Region pointing data

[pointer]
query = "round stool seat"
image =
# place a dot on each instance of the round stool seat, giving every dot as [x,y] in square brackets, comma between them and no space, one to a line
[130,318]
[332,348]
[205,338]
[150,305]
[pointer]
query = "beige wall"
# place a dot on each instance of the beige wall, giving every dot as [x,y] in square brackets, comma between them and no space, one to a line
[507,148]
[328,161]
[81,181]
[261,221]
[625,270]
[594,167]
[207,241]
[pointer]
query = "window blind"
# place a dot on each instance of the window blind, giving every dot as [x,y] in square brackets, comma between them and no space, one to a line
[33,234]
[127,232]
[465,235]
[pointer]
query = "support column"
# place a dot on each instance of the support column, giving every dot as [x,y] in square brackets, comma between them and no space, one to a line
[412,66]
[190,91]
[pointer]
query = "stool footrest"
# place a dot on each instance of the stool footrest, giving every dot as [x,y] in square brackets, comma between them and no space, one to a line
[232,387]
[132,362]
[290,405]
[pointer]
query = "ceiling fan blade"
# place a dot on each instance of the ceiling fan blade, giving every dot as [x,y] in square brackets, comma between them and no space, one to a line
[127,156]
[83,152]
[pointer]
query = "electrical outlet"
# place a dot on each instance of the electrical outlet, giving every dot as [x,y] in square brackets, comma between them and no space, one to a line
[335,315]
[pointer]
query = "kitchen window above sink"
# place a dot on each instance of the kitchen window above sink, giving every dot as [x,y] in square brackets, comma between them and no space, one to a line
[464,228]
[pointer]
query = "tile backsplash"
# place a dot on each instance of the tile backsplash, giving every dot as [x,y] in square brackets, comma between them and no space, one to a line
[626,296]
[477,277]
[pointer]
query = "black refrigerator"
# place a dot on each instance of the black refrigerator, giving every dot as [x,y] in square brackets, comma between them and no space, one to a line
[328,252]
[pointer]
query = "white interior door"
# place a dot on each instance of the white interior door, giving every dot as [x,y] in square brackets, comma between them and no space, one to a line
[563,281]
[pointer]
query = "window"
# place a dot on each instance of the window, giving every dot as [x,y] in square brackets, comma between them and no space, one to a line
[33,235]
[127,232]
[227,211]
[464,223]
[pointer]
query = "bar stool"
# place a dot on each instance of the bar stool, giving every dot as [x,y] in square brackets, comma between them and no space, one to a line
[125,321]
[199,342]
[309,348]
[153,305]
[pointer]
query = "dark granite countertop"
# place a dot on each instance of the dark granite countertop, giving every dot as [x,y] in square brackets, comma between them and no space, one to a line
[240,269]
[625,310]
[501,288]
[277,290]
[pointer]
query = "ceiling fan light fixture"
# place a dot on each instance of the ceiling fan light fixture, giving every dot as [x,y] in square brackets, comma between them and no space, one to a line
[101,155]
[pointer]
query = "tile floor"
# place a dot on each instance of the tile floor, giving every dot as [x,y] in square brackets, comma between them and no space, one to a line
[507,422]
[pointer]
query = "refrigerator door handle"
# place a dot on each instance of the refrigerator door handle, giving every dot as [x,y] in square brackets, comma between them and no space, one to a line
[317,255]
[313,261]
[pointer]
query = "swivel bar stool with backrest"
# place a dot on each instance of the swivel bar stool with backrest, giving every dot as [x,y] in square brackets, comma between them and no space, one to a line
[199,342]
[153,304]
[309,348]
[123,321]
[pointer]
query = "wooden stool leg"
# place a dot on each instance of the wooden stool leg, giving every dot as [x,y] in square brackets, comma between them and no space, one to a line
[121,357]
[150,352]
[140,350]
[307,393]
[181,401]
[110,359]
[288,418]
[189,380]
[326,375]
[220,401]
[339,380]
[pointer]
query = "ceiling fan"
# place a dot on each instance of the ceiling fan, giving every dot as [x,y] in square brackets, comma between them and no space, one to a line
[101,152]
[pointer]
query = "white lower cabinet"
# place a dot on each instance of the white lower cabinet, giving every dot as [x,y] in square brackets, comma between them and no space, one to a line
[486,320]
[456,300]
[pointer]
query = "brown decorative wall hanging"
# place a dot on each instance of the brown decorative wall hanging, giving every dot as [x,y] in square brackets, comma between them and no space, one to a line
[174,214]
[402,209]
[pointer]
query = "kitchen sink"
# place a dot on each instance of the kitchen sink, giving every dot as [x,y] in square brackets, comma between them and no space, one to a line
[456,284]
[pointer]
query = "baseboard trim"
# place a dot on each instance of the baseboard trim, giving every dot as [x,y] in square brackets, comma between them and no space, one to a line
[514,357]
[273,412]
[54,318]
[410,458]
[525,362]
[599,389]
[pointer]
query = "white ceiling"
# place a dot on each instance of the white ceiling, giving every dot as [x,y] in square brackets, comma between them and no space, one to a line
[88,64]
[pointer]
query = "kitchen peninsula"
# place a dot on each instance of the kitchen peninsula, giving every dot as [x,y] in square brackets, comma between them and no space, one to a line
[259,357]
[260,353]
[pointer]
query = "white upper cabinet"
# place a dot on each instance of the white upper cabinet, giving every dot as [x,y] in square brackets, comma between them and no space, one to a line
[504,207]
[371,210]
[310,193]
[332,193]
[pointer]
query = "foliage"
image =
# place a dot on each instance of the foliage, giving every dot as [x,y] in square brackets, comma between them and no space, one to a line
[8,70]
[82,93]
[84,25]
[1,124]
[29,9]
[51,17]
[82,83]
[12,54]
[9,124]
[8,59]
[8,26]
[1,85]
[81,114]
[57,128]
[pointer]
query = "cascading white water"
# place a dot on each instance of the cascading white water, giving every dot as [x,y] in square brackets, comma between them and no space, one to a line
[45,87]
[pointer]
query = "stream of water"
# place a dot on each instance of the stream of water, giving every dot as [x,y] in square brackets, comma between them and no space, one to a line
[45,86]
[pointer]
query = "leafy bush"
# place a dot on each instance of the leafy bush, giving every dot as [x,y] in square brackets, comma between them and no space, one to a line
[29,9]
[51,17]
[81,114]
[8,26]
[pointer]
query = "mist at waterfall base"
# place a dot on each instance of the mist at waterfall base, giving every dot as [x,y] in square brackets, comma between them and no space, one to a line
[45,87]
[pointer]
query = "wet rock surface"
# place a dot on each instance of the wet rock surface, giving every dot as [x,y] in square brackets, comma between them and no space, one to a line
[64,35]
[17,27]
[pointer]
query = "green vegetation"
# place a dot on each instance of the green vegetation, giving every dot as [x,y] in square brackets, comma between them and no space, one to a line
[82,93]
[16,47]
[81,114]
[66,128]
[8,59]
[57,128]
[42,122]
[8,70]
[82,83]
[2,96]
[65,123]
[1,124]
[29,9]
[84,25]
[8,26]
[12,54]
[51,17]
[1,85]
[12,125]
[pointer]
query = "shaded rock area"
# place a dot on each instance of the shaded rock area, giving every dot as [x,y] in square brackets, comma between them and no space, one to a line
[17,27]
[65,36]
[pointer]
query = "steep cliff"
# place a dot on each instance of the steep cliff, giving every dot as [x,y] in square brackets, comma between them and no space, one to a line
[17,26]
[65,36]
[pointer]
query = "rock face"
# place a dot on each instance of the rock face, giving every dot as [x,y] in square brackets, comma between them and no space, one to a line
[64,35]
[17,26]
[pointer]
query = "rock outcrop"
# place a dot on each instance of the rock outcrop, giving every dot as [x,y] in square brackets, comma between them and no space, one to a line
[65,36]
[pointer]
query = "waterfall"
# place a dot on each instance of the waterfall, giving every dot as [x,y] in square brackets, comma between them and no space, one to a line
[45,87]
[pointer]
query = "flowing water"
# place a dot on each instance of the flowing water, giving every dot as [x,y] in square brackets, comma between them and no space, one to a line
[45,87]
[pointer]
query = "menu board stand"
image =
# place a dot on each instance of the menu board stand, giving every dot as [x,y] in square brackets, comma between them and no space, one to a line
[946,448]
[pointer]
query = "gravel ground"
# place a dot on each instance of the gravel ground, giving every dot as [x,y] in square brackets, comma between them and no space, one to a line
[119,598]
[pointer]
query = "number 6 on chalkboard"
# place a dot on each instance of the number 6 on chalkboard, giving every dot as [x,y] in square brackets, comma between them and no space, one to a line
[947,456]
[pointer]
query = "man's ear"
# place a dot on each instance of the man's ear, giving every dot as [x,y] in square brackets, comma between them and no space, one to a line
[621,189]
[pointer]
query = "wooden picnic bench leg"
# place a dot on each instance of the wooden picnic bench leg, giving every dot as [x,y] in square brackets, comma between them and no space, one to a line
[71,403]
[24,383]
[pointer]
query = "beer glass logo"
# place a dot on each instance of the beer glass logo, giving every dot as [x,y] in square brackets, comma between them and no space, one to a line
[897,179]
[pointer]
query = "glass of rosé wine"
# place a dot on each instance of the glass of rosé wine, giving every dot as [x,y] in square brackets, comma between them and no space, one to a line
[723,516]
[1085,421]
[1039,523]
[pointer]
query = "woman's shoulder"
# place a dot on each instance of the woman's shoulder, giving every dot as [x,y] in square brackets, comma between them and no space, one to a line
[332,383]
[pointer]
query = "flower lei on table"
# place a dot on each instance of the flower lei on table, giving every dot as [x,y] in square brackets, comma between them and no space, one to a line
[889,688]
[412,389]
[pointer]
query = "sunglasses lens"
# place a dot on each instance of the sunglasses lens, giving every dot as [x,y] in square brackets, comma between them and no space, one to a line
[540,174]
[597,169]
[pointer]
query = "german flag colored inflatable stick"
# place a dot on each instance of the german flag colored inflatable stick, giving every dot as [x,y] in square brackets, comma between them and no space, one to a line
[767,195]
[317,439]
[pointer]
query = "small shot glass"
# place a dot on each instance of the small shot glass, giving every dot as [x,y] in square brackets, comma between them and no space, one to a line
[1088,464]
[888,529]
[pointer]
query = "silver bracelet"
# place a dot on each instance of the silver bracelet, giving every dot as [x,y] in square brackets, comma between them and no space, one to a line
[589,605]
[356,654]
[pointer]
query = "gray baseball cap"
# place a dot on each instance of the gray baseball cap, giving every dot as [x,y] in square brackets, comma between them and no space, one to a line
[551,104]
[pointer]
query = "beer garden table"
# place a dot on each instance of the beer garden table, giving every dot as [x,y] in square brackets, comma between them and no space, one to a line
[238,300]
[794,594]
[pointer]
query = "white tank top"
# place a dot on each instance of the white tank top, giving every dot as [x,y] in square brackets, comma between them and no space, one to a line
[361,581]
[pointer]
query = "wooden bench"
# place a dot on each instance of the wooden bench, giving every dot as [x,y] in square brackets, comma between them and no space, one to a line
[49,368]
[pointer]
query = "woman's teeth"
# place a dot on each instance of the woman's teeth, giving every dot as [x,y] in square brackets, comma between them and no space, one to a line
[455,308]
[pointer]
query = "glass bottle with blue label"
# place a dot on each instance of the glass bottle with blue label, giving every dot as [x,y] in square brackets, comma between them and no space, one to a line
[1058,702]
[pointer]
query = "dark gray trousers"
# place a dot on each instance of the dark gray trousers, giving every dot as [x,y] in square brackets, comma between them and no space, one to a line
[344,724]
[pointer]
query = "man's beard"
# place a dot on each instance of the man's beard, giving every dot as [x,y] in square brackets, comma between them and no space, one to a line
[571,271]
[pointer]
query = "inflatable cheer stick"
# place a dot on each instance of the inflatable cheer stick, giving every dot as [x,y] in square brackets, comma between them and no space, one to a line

• _YOUR ASSIGNMENT_
Search the entries for the word "cheer", then list each line that holds it.

• _OUTPUT OF THE TASK_
query = "inflatable cheer stick"
# place a dot on each instance of the inflatable cheer stick, giving every dot as [x,y] in square brackets, comma between them and no space, one to a line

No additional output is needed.